* Exercise aim
Locate each line in the records below that contains the word "shrub", and copy those lines.

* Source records
start

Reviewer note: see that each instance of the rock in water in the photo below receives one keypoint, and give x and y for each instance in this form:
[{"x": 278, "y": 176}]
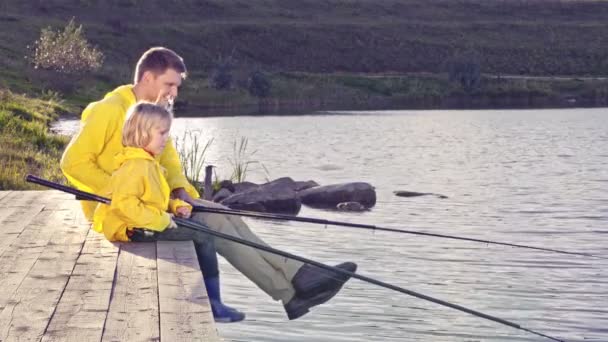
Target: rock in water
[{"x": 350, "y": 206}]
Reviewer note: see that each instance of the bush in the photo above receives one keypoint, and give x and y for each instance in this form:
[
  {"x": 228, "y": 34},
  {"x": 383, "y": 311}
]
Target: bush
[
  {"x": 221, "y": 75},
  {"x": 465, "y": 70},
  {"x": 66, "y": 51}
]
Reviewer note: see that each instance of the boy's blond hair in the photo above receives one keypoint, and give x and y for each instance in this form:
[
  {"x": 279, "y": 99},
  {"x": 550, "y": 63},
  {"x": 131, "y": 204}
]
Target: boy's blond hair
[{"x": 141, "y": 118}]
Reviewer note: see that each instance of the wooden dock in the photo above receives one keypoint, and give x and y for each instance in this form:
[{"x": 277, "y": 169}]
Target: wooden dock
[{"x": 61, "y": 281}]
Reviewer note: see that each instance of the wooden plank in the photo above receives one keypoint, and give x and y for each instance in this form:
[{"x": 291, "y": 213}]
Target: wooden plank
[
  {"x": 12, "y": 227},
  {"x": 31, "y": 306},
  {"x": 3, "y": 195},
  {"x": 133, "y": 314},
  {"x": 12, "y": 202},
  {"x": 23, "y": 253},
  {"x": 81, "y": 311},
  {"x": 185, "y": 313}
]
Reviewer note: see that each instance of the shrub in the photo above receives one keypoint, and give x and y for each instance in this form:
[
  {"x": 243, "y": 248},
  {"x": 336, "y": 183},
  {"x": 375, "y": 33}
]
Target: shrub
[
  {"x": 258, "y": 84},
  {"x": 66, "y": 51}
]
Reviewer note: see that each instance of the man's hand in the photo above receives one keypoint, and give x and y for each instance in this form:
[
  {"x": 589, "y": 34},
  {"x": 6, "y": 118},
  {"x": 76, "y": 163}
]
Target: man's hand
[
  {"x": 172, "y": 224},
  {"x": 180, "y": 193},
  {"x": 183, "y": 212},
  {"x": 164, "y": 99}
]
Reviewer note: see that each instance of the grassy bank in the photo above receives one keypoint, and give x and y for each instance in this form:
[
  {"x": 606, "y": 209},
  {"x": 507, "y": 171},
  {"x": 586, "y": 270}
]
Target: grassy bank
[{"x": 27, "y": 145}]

end
start

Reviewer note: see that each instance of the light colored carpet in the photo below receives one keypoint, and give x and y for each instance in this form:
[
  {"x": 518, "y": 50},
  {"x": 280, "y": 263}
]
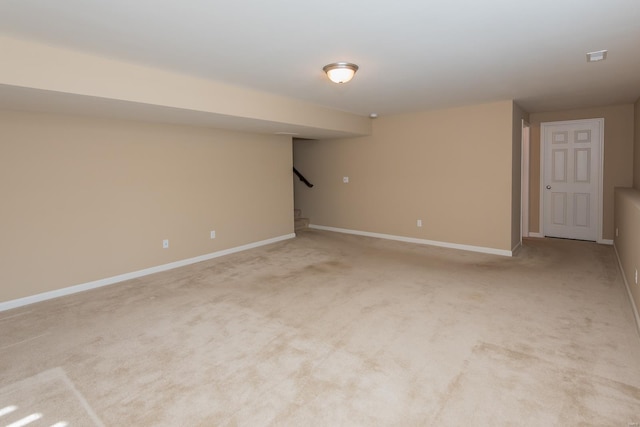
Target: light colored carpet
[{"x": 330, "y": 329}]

end

* Task result
Reviewer note: see that each instance of the shrub in the photo above receives one keypoint, and give x and y for each instance in this form:
Target: shrub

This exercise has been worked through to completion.